QUOTED TEXT:
>> Begin
Gamers less worried about Violence in Video Games
by YouGov in Editor's picks, Front Page and Life
Mon September 23, 2013 2:03 p.m. BST
Guest writer Dr Andrew Przybylski, of Oxford University, reveals new research that suggests the more familiar you are with gaming, the less worried you are about its effects
When media reports cover gun crime and mass shootings the public is frequently led to question whether the virtual violence in some games motivated real-world tragedies. Just last Friday Deputy Prime Minister Nick Clegg told listeners of his LBC radio show that games like Grand Theft Auto V, released last week, have a 'corrosive effect' on players' behaviour.
There are fierce debates and little consensus among scientists studying games and violence. Academic and industry researchers do agree that electronic games now constitute a mainstream leisure activity: The average game player nowadays is 30 years old – less than one third of gamers are under the age of 18.
New research conducted by YouGov in cooperation with Dr. Andrew Przybylski, a research fellow at the Oxford Internet Institute, sheds new light on what Britons think about games.
>> End
DATA ROWS:
>> Begin
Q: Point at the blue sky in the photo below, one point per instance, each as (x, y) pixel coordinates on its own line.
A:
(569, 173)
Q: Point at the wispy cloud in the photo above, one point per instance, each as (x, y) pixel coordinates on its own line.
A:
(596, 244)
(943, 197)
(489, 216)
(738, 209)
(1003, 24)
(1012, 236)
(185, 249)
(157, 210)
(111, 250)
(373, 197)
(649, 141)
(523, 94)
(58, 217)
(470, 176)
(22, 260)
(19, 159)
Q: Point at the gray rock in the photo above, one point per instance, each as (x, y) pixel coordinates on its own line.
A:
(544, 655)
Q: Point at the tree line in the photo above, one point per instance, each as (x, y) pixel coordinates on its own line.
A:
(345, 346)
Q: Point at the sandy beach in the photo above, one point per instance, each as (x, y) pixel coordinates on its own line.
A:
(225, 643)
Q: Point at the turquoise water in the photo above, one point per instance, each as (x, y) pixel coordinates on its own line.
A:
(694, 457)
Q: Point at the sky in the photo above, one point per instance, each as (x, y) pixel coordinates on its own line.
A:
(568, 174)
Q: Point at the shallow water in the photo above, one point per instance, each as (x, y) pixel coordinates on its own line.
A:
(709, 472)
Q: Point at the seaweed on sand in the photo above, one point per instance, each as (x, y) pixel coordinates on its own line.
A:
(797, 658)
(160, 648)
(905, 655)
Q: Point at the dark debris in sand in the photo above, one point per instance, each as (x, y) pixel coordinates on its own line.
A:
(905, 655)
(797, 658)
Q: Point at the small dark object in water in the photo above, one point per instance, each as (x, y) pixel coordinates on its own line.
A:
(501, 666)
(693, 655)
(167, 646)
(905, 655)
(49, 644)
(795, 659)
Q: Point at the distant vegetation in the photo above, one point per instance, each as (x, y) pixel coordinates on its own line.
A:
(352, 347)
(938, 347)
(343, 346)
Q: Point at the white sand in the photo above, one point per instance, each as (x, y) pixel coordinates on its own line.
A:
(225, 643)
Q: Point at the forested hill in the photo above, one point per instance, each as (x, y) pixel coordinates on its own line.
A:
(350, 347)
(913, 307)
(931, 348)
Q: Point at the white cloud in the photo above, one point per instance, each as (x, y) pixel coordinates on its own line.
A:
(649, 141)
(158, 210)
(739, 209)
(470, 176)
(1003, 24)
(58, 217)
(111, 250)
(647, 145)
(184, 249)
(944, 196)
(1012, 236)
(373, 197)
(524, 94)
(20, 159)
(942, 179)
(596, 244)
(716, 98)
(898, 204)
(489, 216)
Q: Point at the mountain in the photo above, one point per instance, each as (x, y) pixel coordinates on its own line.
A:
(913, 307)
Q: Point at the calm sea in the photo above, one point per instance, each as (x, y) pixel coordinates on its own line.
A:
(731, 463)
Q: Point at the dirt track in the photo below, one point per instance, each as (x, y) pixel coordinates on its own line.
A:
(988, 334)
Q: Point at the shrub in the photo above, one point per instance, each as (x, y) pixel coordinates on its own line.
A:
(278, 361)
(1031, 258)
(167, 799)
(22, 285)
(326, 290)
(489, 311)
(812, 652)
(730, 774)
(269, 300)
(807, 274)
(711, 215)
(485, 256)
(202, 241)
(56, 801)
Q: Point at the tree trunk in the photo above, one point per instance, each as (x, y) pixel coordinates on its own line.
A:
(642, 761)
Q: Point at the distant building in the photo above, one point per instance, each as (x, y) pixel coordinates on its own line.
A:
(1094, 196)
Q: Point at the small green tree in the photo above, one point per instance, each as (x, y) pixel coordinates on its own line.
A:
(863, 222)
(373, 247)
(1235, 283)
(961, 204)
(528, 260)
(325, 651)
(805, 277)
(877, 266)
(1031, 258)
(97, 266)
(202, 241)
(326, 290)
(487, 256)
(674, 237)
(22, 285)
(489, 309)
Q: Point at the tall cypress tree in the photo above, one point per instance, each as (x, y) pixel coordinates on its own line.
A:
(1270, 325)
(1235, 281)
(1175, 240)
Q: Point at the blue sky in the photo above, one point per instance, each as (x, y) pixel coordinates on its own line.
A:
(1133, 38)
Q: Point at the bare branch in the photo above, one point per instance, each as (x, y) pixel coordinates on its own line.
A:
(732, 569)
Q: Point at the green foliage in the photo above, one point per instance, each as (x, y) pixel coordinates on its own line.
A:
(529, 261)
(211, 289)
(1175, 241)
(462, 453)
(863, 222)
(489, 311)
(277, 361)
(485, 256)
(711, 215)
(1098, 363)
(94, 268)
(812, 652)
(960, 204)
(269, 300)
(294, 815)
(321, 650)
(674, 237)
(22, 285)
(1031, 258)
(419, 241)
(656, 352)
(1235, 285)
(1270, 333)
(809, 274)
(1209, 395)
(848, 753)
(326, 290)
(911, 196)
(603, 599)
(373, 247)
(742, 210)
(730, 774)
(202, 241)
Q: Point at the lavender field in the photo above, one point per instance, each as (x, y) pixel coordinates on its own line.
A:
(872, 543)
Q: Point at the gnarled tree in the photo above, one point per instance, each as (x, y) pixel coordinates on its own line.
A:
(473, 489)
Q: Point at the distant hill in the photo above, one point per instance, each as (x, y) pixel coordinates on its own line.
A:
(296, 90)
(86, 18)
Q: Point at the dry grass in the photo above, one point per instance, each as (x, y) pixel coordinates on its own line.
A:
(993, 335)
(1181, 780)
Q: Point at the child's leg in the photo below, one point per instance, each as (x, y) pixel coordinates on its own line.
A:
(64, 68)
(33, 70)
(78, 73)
>> End
WHAT TO DO: According to the article on gamers and video game violence, how old is the average game player nowadays?

WRITTEN ANSWER: 30 years old.